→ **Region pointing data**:
*** Begin section ***

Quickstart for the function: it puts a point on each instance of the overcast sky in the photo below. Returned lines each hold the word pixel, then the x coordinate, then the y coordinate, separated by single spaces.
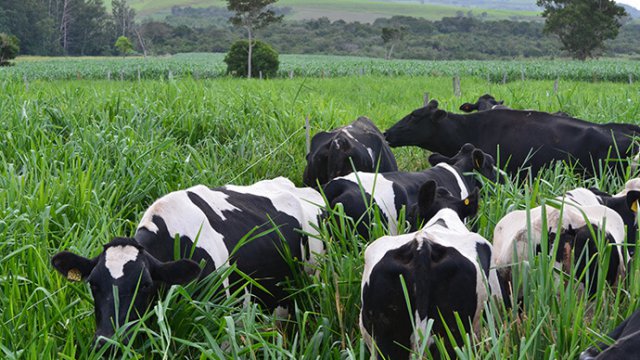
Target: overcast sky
pixel 634 3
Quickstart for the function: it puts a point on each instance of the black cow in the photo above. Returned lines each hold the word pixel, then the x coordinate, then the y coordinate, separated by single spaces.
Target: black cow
pixel 209 223
pixel 392 190
pixel 332 153
pixel 517 138
pixel 626 345
pixel 485 102
pixel 445 269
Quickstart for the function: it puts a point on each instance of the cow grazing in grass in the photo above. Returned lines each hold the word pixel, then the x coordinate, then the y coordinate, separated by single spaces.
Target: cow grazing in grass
pixel 519 139
pixel 626 337
pixel 209 223
pixel 359 145
pixel 445 268
pixel 485 102
pixel 391 191
pixel 625 204
pixel 512 238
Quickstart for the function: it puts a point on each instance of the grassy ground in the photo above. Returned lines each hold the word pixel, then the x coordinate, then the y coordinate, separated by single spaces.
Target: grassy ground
pixel 81 160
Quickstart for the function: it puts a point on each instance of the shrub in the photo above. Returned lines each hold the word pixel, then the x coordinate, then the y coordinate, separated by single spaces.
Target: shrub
pixel 9 48
pixel 264 58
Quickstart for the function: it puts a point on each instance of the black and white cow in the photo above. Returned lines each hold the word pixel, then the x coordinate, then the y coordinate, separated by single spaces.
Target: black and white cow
pixel 391 191
pixel 625 204
pixel 485 102
pixel 332 153
pixel 445 269
pixel 626 344
pixel 518 139
pixel 209 223
pixel 513 238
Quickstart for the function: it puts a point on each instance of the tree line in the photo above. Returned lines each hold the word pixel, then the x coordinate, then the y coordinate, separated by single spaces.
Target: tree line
pixel 84 27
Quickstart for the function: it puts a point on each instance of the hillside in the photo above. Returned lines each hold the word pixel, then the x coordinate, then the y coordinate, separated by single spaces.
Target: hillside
pixel 352 10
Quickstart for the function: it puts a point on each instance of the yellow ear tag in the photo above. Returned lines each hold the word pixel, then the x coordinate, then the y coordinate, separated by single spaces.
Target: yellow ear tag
pixel 74 275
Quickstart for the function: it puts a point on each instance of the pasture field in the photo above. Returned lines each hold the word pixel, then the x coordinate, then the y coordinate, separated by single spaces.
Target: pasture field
pixel 208 65
pixel 81 160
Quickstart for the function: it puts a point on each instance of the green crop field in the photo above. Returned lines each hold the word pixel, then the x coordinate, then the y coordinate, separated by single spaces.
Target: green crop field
pixel 348 10
pixel 203 65
pixel 82 159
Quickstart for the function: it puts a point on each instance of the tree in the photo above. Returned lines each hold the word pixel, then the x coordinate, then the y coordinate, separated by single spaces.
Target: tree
pixel 124 45
pixel 391 36
pixel 252 15
pixel 9 48
pixel 582 25
pixel 264 57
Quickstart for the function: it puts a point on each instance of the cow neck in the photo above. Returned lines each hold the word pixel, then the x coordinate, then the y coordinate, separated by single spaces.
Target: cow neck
pixel 453 135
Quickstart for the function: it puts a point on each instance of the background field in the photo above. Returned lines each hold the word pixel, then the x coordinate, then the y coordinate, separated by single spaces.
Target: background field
pixel 349 10
pixel 203 65
pixel 82 159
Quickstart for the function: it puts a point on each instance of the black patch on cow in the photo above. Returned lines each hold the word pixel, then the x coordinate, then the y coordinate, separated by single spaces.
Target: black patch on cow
pixel 439 280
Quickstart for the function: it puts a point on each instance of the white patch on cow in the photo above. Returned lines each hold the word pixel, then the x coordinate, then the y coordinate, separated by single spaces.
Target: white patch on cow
pixel 464 192
pixel 580 197
pixel 452 234
pixel 116 257
pixel 631 185
pixel 520 230
pixel 372 156
pixel 381 189
pixel 305 204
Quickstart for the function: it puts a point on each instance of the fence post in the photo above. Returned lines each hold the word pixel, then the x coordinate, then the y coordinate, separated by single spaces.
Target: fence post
pixel 308 133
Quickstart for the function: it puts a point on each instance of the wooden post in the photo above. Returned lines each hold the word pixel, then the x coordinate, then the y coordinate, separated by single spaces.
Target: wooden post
pixel 308 133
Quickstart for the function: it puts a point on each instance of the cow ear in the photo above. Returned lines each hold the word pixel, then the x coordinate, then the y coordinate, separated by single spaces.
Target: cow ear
pixel 439 115
pixel 437 158
pixel 632 200
pixel 467 107
pixel 175 272
pixel 427 194
pixel 73 267
pixel 478 159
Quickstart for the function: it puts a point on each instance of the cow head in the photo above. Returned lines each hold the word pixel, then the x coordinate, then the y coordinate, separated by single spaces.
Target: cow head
pixel 485 102
pixel 417 127
pixel 432 199
pixel 469 158
pixel 627 207
pixel 123 269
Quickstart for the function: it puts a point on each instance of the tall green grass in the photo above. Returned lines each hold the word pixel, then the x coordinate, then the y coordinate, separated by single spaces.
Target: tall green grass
pixel 81 160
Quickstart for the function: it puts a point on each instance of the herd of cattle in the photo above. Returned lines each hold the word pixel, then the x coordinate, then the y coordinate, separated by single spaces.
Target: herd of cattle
pixel 442 267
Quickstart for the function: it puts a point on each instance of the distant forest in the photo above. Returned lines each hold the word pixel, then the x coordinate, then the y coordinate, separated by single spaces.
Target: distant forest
pixel 83 27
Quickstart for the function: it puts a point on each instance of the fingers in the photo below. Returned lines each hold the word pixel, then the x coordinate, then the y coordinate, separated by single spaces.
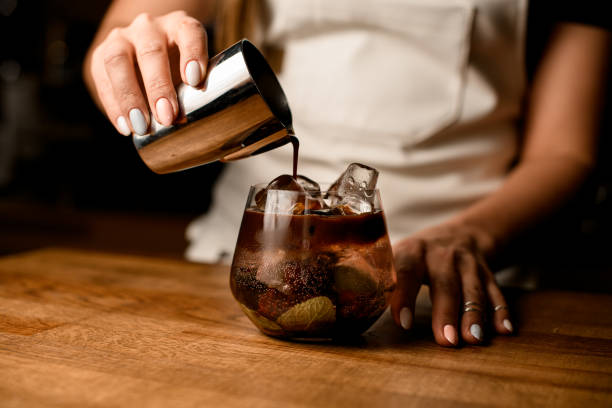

*** End section ***

→ **YOUR INSTRUCTIONS**: Each line holding the word "below" must be copied from the data.

→ **FINISHED TASK**:
Quickstart for the function: it puts a point on each instance of the overcast sky in the photo below. Returned lines each hold the word pixel, then the x coordinate, then the y coordinate, separated by single spaces.
Quickstart for the function: it puts a point on each instance of the fingers in the photo below. Returned lines each hold the word pixel, then the x coordinate, then the y coordinate, separated by single spaces.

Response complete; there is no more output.